## [Dataset content]
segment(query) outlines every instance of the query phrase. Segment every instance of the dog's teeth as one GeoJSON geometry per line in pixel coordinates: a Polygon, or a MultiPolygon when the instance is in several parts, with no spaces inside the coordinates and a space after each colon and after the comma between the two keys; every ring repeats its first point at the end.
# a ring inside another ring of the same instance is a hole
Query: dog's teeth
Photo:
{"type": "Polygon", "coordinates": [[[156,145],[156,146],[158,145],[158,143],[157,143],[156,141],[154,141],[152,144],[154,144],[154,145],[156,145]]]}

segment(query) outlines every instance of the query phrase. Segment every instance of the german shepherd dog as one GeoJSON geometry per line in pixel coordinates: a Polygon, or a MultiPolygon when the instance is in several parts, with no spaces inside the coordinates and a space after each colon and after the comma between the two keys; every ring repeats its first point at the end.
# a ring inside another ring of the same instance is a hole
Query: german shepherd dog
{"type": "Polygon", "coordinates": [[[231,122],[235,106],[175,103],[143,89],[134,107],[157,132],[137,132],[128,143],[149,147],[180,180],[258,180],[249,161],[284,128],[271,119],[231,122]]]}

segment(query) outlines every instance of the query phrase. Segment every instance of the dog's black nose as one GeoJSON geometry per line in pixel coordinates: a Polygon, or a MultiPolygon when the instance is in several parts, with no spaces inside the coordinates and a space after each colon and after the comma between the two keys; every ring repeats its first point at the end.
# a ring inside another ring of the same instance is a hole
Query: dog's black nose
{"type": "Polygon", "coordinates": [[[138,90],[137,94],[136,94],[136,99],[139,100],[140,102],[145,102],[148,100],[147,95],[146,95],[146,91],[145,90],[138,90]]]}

## [Exercise directions]
The data, all of it, should be transcribed exactly.

## [Result]
segment(query) outlines every instance of the query phrase. Segment every instance of the dog's teeth as one GeoJSON geometry per line in pixel coordinates: a Polygon, or a MultiPolygon when the instance is in several parts, with no spaces inside the coordinates and a space after each colon and after the comma between the two keys; every ring repeats its first point at the end.
# a ring inside another ring of the same instance is a hole
Query: dog's teeth
Photo:
{"type": "Polygon", "coordinates": [[[156,145],[156,146],[158,145],[158,143],[157,143],[156,141],[154,141],[152,144],[154,144],[154,145],[156,145]]]}

segment(query) outlines every instance of the query phrase. Segment every instance of the german shepherd dog as one GeoJSON geometry per line in pixel coordinates: a Polygon, or a MultiPolygon when the instance is in several parts, with no spaces inside the coordinates and a space after each colon and after the comma between the two keys; every ring repeats its first point at the end.
# a ring inside another ring of the same instance is a hole
Query: german shepherd dog
{"type": "Polygon", "coordinates": [[[231,122],[235,106],[175,103],[143,89],[134,107],[157,132],[137,132],[128,143],[149,147],[180,180],[258,180],[249,161],[284,128],[271,119],[231,122]]]}

segment(query) outlines every instance of the query phrase. Segment every instance of the dog's black nose as one GeoJSON geometry per line in pixel coordinates: a Polygon, or a MultiPolygon when the instance is in several parts, with no spaces inside the coordinates and a space after each colon and after the comma between the two keys; every ring repeats its first point at the end.
# a ring inside another ring of the same instance is a hole
Query: dog's black nose
{"type": "Polygon", "coordinates": [[[138,90],[137,94],[136,94],[136,99],[139,100],[140,102],[145,102],[148,100],[147,95],[146,95],[146,91],[145,90],[138,90]]]}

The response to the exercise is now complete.